▶ _Exercise_: Pick up the text on torture at Sri Lanka's Joseph Camp after its final sentence and keep writing it.

The most recent case of torture and rape that the ITJP documented in Joseph Camp took place as recently as December 2016. Political inaction and denial on the part of the political leadership have resulted in military commanders believing they have the license to torture and perpetrate sexual violence.
The extent of torture – and the prevalence of interrogation rooms equipped with manacles, chains, pulleys and other instruments of torture – cannot be ignored or washed away. It is hardly likely that successive military commanders of this torture and detention site can claim not to have known about the extensive violations. At the end of the civil war in May 2009, the camp was used to interrogate and torture large numbers of people suspected to be members of the LTTE.
“The government condoned these violations and several of them occurred when General Jagath Jayasuriya was the commander of the site. Instead of being held accountable for these serious crimes he was promoted and rewarded by becoming army commander in July 2009. After the change of government in 2015, he was given a diplomatic posting to Brazil from where he is also accredited to Argentina, Chile, Peru, Colombia and Suriname,” Sooka said.
The ITJP is also in possession of evidence revealing that the officer who ran military intelligence in Joseph Camp at the end of the war was also rewarded with a prestigious UN peacekeeping posting in 2015.
“This level of impunity does not bode well for accountability in Sri Lanka,” Sooka added.
The government has been urged to publicly acknowledge that Joseph Camp has been used as an illegal detention site for decades, shut down immediately any unofficial detention facilities still in operation inside the camp (as already recommended by the Special Rapporteur on Torture and other Cruel, Inhuman or Degrading Treatment or Punishment) and install video cameras at all entrances and inside the site, at multiple key points indoors and outdoors, (locations and angles to be identified by an expert in this field nominated by the Special Rapporteur on Torture), with live remote monitoring and recording to be conducted by the Sri Lanka Human Rights Commission (SLHRC).

[Dataset excerpts]
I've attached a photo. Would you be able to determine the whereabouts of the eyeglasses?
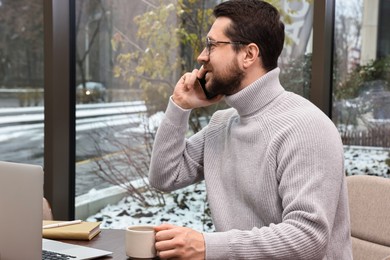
[206,37,248,55]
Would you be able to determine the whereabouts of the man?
[149,0,352,260]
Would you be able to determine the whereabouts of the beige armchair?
[347,175,390,260]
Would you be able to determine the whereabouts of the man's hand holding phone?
[172,67,223,109]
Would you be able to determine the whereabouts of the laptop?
[0,161,112,260]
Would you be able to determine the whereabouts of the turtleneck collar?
[225,68,284,116]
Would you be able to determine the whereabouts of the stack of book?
[42,220,100,240]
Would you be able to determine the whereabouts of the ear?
[243,43,261,68]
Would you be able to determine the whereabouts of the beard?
[207,59,245,96]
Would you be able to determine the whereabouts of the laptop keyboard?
[42,250,76,260]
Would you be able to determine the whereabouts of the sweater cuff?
[165,97,191,126]
[203,232,230,260]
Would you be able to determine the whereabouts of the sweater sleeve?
[149,98,204,191]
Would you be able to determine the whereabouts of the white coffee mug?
[126,225,156,258]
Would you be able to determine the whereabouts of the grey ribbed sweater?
[149,68,352,260]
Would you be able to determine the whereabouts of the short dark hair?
[213,0,284,71]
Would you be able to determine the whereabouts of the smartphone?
[198,75,214,99]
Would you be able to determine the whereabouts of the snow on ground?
[87,146,390,232]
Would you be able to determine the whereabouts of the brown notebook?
[42,220,100,240]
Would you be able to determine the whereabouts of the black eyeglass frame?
[205,37,249,55]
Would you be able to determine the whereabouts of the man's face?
[198,17,245,95]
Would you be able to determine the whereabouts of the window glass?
[0,0,44,165]
[75,0,313,230]
[332,0,390,177]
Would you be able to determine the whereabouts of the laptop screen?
[0,161,43,260]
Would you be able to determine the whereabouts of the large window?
[0,0,43,165]
[333,0,390,177]
[75,0,313,227]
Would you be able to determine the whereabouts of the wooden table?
[62,229,125,260]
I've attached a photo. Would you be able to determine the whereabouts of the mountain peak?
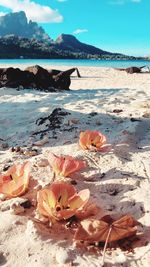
[55,33,111,55]
[0,11,51,42]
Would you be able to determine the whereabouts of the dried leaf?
[79,130,106,150]
[74,215,137,243]
[0,162,30,198]
[37,183,90,220]
[48,153,86,177]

▶ _Response area_:
This report substantiates longstanding allegations that Joseph Camp, a centerpiece of Sri Lanka’s security infrastructure, has and continues to be used for illegal detentions and interrogations. It is a site where torture and sexual violence are pervasive and, employed with total impunity, and as recently as December 2016.
Witnesses confirm Joseph Camp maintained purpose built interrogation and torture chambers as an integral component of a carefully planned and deliberate policy of torture and sexual violence as well as other human rights violations and abuses.
The torture facilitated not only the intelligence gathering imperatives of the security services, but in any instances was designed to humiliate and break detainees, whilst gratifying an array of grotesque perversions by security force members.
It is improbable that Sri Lanka’s top military leadership, many of whom have been based in Joseph Camp, are unaware of the unlawful detentions and violations carried out at this camp. Repeated allegations of bribery and extortion by ransom for the release of witnesses corroborate an established pattern of organized crime at the heart of Sri Lanka’s security services.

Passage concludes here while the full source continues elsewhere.